## Requests
a - Please shorten the paragraph beginning "In addition, a grand jury" in the news excerpt to a single sentence, keeping its main facts.
b - Quote the news excerpt word for word from "In the Nisour" to "to Xe Services.".

And last month, a federal judge threw out a major stock option back-dating case against top executives of the chip maker Broadcom Corporation after finding that a prosecutor in that case had inappropriately pressured witnesses to testify in a manner favorable to prosecutors.

In the Nisour Square shooting case, prosecutors did not charge Blackwater itself, but the families of several of the Iraqis who were killed have filed a civil lawsuit against the company, which has changed its name to Xe Services.

In addition, a grand jury in North Carolina, where Xe is based, is conducting a broad investigation into the company, which includes accusations of weapons smuggling and bribery of Iraqi officials in an attempt to ensure it would get approvals to continue operating in Iraq.

On Thursday, the president and chief executive officer of Xe, Joseph Yorio, praised Judge Urbina’s ruling in a statement.

“The company supports the judge’s decision to dismiss the charges,” he said. “From the beginning, Xe has stood behind the hundreds of brave men who put themselves in harm’s way to protect American diplomats working in Baghdad and other combat zones in Iraq. Like the people they were protecting, our Xe professionals were working for a free, safe and democratic Iraq for the Iraqi people.”

The mass shooting eventually led Iraq to insist, during negotiations on a new status of forces agreement in 2008, on a provision that eliminated immunity from Iraqi law for American contractors.

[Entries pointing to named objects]
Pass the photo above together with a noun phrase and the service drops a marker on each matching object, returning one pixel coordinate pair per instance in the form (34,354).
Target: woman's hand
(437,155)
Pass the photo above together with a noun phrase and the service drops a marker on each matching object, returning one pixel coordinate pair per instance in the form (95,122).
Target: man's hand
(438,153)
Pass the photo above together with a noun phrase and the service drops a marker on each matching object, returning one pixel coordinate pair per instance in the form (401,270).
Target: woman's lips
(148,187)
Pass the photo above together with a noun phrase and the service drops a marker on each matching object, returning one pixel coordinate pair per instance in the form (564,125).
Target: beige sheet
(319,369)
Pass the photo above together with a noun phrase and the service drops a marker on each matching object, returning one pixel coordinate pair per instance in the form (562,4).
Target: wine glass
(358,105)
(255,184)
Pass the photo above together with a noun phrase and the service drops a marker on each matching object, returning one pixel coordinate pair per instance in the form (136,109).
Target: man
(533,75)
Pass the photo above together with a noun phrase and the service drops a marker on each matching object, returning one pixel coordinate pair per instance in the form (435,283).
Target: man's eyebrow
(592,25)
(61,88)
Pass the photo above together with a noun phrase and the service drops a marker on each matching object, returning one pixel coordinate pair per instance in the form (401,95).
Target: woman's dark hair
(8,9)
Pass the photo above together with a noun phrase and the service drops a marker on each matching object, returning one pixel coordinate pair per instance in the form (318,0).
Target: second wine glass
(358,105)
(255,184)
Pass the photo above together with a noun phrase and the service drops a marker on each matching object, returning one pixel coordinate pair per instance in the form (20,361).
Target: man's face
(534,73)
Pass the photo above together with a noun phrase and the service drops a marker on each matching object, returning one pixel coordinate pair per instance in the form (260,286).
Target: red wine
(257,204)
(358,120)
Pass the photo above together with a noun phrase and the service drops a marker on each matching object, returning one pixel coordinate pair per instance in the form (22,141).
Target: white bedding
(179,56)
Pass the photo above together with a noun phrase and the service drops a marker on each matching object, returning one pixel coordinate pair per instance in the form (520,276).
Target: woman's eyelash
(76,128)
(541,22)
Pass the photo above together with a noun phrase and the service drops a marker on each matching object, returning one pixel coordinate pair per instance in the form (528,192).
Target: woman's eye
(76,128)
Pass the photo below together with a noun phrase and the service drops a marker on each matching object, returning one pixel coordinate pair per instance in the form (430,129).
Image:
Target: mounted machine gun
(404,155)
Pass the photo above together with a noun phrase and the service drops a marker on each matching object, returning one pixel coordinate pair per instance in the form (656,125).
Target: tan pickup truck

## Answers in order
a - A grand jury in North Carolina, where Xe is based, is broadly investigating the company over accusations of weapons smuggling and of bribing Iraqi officials to secure approvals to keep operating in Iraq.

b -
In the Nisour Square shooting case, prosecutors did not charge Blackwater itself, but the families of several of the Iraqis who were killed have filed a civil lawsuit against the company, which has changed its name to Xe Services.